WHAT YOU WILL DO: Copy out the records below, changing "integer pixel coordinates" to "whole-number pixel coordinates" everywhere it appears and leaving everything else as it is. Leave the pictures out.

[Object point labels]

==*==

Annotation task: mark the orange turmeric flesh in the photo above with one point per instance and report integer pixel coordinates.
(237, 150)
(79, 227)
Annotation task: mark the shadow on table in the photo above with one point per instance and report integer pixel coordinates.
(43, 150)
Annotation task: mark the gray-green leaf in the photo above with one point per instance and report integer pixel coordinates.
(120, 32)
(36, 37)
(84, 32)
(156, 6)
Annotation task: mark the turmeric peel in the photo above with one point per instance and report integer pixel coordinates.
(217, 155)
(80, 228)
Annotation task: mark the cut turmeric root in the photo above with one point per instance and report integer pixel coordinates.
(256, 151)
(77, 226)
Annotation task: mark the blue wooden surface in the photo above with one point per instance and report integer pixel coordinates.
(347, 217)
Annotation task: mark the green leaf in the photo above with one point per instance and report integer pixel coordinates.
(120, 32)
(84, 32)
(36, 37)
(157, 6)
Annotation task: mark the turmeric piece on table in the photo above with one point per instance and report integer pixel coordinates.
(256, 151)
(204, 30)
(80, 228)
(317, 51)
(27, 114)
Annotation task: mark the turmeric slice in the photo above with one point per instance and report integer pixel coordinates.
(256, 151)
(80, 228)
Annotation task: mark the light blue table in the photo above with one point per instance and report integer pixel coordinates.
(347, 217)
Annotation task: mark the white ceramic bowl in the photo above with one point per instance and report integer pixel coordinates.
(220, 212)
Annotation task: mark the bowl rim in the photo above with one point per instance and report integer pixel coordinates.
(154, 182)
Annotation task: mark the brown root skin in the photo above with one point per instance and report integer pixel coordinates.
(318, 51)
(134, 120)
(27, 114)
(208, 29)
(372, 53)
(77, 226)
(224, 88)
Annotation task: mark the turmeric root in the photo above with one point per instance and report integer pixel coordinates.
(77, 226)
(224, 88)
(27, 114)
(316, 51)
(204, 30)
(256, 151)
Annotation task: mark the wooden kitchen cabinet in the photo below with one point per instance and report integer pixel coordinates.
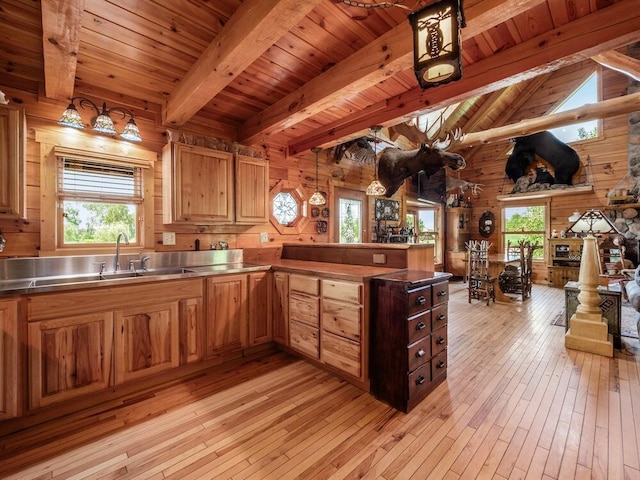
(280, 308)
(13, 203)
(260, 310)
(9, 359)
(304, 314)
(226, 314)
(252, 190)
(146, 340)
(198, 186)
(69, 356)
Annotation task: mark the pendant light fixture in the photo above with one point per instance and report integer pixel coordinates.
(317, 198)
(375, 187)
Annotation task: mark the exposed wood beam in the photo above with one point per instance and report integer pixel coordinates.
(61, 23)
(254, 28)
(620, 63)
(609, 28)
(604, 109)
(379, 60)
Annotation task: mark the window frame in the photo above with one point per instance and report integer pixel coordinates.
(55, 144)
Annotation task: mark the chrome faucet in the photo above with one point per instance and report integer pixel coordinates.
(121, 235)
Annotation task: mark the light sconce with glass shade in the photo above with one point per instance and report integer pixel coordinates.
(587, 331)
(102, 122)
(437, 43)
(317, 198)
(375, 187)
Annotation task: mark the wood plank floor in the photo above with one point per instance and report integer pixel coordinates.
(516, 405)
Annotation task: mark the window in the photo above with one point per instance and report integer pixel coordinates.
(525, 223)
(425, 223)
(98, 200)
(586, 93)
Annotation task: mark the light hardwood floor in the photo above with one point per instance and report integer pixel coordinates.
(516, 404)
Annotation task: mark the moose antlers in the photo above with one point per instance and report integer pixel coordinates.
(411, 131)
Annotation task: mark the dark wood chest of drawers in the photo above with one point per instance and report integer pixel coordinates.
(408, 352)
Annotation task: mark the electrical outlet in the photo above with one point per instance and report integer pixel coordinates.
(168, 238)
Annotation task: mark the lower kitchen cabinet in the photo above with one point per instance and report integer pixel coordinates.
(9, 363)
(147, 340)
(260, 310)
(226, 314)
(69, 356)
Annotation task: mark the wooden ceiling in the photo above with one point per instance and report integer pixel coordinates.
(295, 73)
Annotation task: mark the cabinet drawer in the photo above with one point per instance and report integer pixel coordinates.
(439, 317)
(440, 293)
(304, 338)
(304, 284)
(420, 380)
(345, 291)
(439, 365)
(419, 326)
(419, 353)
(438, 340)
(419, 300)
(342, 319)
(304, 309)
(341, 353)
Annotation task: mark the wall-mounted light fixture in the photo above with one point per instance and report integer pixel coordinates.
(437, 42)
(375, 187)
(317, 198)
(102, 122)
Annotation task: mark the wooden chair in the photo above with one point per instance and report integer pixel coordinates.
(481, 284)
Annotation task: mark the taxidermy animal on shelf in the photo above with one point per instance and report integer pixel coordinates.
(564, 160)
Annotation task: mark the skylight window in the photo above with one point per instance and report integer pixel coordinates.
(587, 93)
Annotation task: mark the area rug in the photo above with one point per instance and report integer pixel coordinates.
(628, 326)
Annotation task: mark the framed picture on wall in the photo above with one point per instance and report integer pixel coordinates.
(387, 209)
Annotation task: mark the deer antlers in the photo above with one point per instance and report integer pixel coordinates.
(411, 131)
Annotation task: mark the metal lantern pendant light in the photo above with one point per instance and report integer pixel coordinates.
(436, 43)
(375, 187)
(317, 198)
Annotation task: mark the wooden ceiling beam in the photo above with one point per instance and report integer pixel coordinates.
(378, 61)
(254, 28)
(61, 23)
(609, 28)
(620, 63)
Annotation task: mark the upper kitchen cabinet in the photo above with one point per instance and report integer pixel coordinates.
(202, 187)
(12, 162)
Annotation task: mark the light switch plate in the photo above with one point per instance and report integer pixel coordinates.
(168, 238)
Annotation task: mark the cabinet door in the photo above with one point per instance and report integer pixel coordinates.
(252, 190)
(281, 308)
(9, 359)
(69, 357)
(226, 321)
(260, 298)
(146, 341)
(197, 185)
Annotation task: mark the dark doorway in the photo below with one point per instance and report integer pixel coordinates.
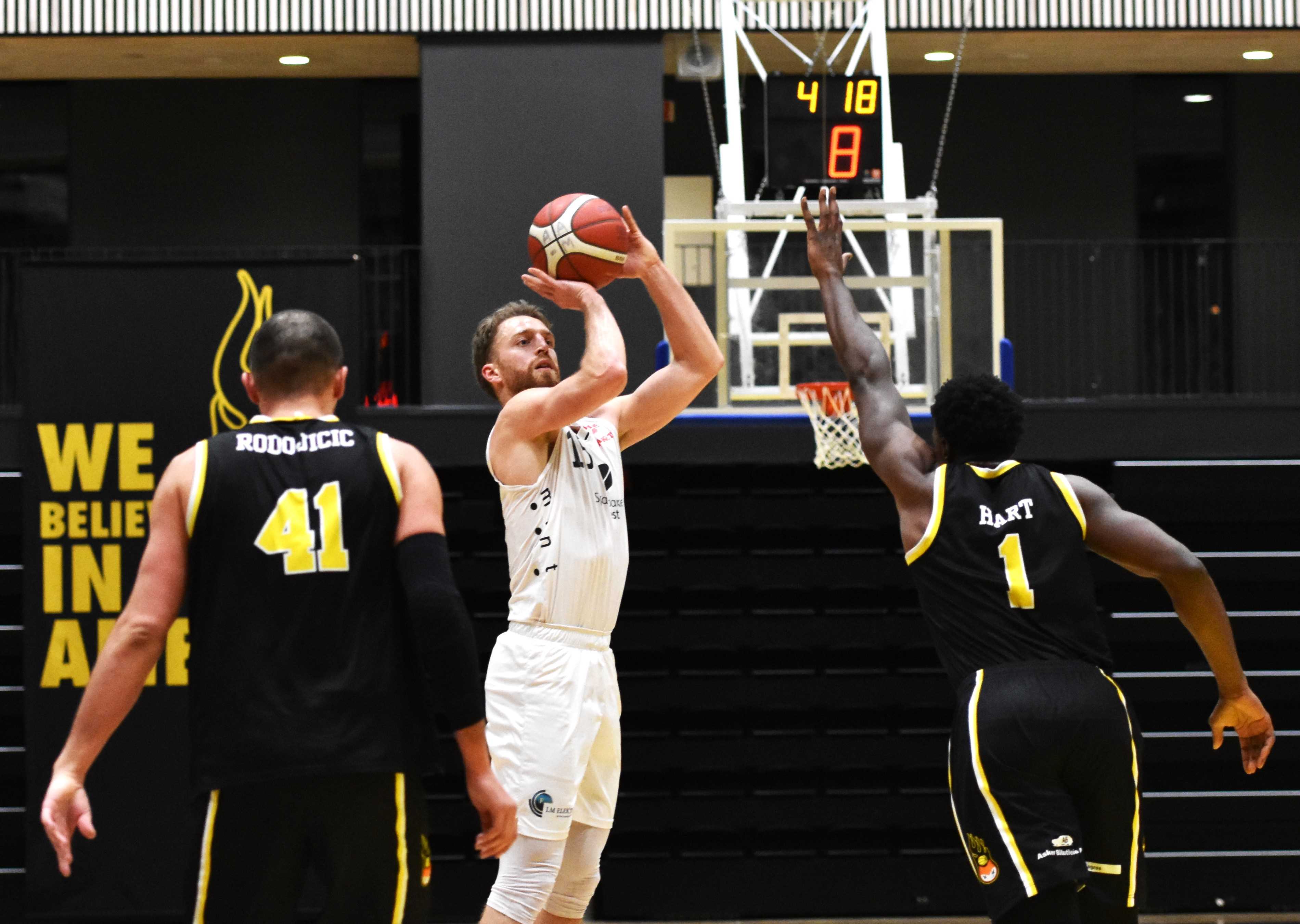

==*==

SOLUTION TO THIS PROBLEM:
Annotation task: mark the orange turmeric flesh in the photo above with one point per instance and report whole-number pixel coordinates.
(237, 150)
(79, 227)
Annotation task: mark the shadow on table in the photo above with one point per instance and report whole-number pixel coordinates.
(43, 150)
Annotation task: mark the gray-green leaf in the photo above with one point per instance and report whole-number pixel coordinates.
(120, 32)
(36, 37)
(84, 32)
(156, 6)
Annotation task: mark the turmeric peel in the photo above with one point per instance and report whole-number pixel coordinates.
(217, 155)
(80, 228)
Annotation task: mark the cut turmeric root in the photo above with one point per instance and report whole-number pixel coordinates.
(256, 151)
(77, 226)
Annotation task: mark the blue wooden surface in the photo above with one point per instance and report whole-number pixel coordinates.
(347, 217)
Annotation task: mark the green leaf in the photo above with one point per instance and report whole-number pixel coordinates.
(120, 32)
(84, 32)
(36, 37)
(157, 6)
Annotation task: mark the turmeric piece on table in the photo above with one point per instance and report whole-number pixel coordinates.
(256, 151)
(204, 30)
(80, 228)
(317, 51)
(27, 114)
Annotation task: mark the turmeric slice in the photo above with one point per instance and report whole-number pixel coordinates.
(256, 151)
(80, 228)
Annotation task: mark the light blue table in the photo above with one point per instance and report whole-number pixel coordinates.
(347, 217)
Annotation task: mark the white ceramic bowl in the photo above with one point per instance and report whole-number pixel coordinates.
(220, 212)
Annotation task: mark the bowl rim in the photo above with one point per instance and report whole-number pixel coordinates.
(154, 182)
Annotation task: mark the brown root skin in the photo above with one point per instance and report whole-number pixel coordinates.
(318, 51)
(134, 120)
(27, 114)
(208, 29)
(372, 53)
(77, 226)
(224, 88)
Annotation task: mark the turmeric root in the photo above with one point per instance and report whole-number pixel coordinates.
(77, 226)
(224, 88)
(27, 114)
(316, 51)
(204, 30)
(256, 151)
Annotation task: mark the wooden kitchen cabinet in the photo below with one point per instance and report whole-number pixel coordinates.
(280, 308)
(13, 203)
(260, 310)
(9, 359)
(304, 314)
(226, 314)
(252, 190)
(146, 340)
(198, 186)
(69, 356)
Annotation task: mark the pendant light fixture in the photo above with one point per instance and report whole-number pixel coordinates.
(317, 198)
(375, 187)
Annotation task: mark the exposed wood beam in the photo above with one point per instance and report whole-number pixel coordinates.
(61, 23)
(254, 28)
(620, 63)
(609, 28)
(604, 109)
(379, 60)
Annotation task: mark the window frame in the photo above with one point per instance and report whole-number pixel coordinates.
(55, 144)
Annotation task: mark the chrome faucet in the photo above with one point per instance and report whole-number pixel coordinates.
(121, 235)
Annotation task: mark the light sconce with glass shade in the photo above with one point per instance and report whole-number pixel coordinates.
(587, 331)
(102, 122)
(437, 43)
(317, 198)
(375, 187)
Annotation task: mark the wood plank floor in the photo above with one point per instance and report whole-number pixel coordinates.
(516, 405)
Annotation task: mark the window in the photo above with one point per instance and report whole-number pixel coordinates.
(525, 223)
(425, 223)
(98, 200)
(586, 93)
Annotation task: mark the light hardwood floor in the photo above with one point per instance and report whole-number pixel coordinates.
(516, 404)
Annotation task: mark the moose antlers in the photo above with one point per instance and report whole-number pixel coordinates.
(411, 131)
Annotation task: mark the dark wood chest of drawers in the photo above with one point per instance and report whole-number pixel coordinates.
(408, 352)
Annotation task: mark the electrical outlet in the photo above with one point per instance and report whole-number pixel coordinates.
(168, 238)
Annotation task: mark the lower kitchen cabinet in the photo above with one point per instance and report whole-number pixel coordinates.
(9, 363)
(147, 340)
(260, 310)
(226, 314)
(69, 356)
Annotation task: mark the wooden ceiling in the photo above with one point per instance and report whole-number pixel coordinates.
(295, 73)
Annotation task: mark the cabinet drawer in the photo above with one point per instance and report whole-number pixel coordinates.
(439, 317)
(440, 293)
(304, 338)
(304, 284)
(420, 380)
(345, 291)
(439, 365)
(419, 326)
(419, 353)
(438, 340)
(419, 300)
(342, 319)
(304, 309)
(341, 353)
Annotation task: mark the wall-mounted light fixture in the photo above with one point per instance and report whole-number pixel coordinates.
(437, 42)
(375, 187)
(317, 198)
(102, 122)
Annotation task: mark the wooden chair in the photo above with one point per instance and report whole-number pixel coordinates.
(481, 284)
Annotation task: mark the taxidermy animal on shelf in the photo above with one point per instance and report whole-number pixel coordinates.
(564, 160)
Annotation task: mark the skylight window in the photo above with one point per instance and report whole-number pixel coordinates.
(587, 93)
Annotation task: mark the area rug in the photo above with one point per instance and report whole-number pixel coordinates.
(628, 326)
Annotation task: mark the framed picture on wall in the photo above with one point per instance and report whole-number pixel coordinates.
(387, 209)
Annotation task: mark the deer antlers in the photo above with one point per instance and report whole-number pixel coordinates.
(411, 131)
Annotation task: mark the metal lantern pendant light in the photo above with one point per instance and report whole-number pixel coordinates.
(436, 43)
(375, 187)
(317, 198)
Annotation task: mark the wooden ceiling beam in the photo above with one point per instance and report whole-number pixel coordinates.
(378, 61)
(254, 28)
(61, 23)
(609, 28)
(620, 63)
Annotation task: mark the upper kitchen cabinet in the photo above with one point per instance and report whole-number pixel coordinates.
(202, 187)
(12, 162)
Annotation task: mark the light switch plate in the photo above with one point per instance and report whole-number pixel coordinates.
(168, 238)
Annotation task: mark the cabinet door in the photo above with one point per instance and report whole-number pixel coordinates.
(252, 190)
(281, 308)
(9, 359)
(69, 357)
(226, 321)
(260, 298)
(146, 341)
(197, 185)
Annotation task: mark the dark doorway in the photo below with one point per instance and report whole-number pixel coordinates.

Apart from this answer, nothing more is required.